- **OBJECTIVE**
Turn each line of the items into a Markdown table with the columns Row and Line, numbering the rows in order and skipping blank lines. Leave the pictures out.

^^^^^^^^^^^^^^^^

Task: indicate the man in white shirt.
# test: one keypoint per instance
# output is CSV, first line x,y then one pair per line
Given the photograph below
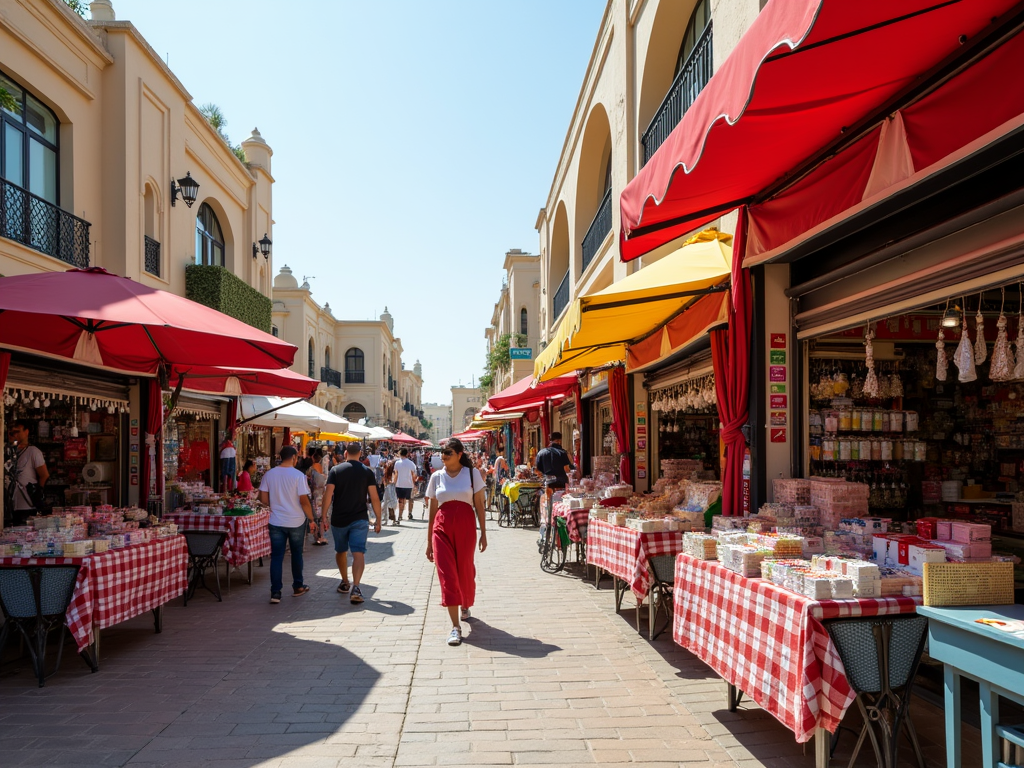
x,y
285,489
406,471
29,473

^^^^^^^^^^^^^^^^

- **TASK SOLUTION**
| Row | Line |
|---|---|
| 1 | Task: indicate the man in white shirt. |
| 2 | # test: one keypoint per instance |
| 3 | # output is CSV, first line x,y then one pair per line |
| 4 | Given the photograph below |
| 5 | x,y |
| 6 | 285,489 |
| 7 | 406,471 |
| 8 | 29,473 |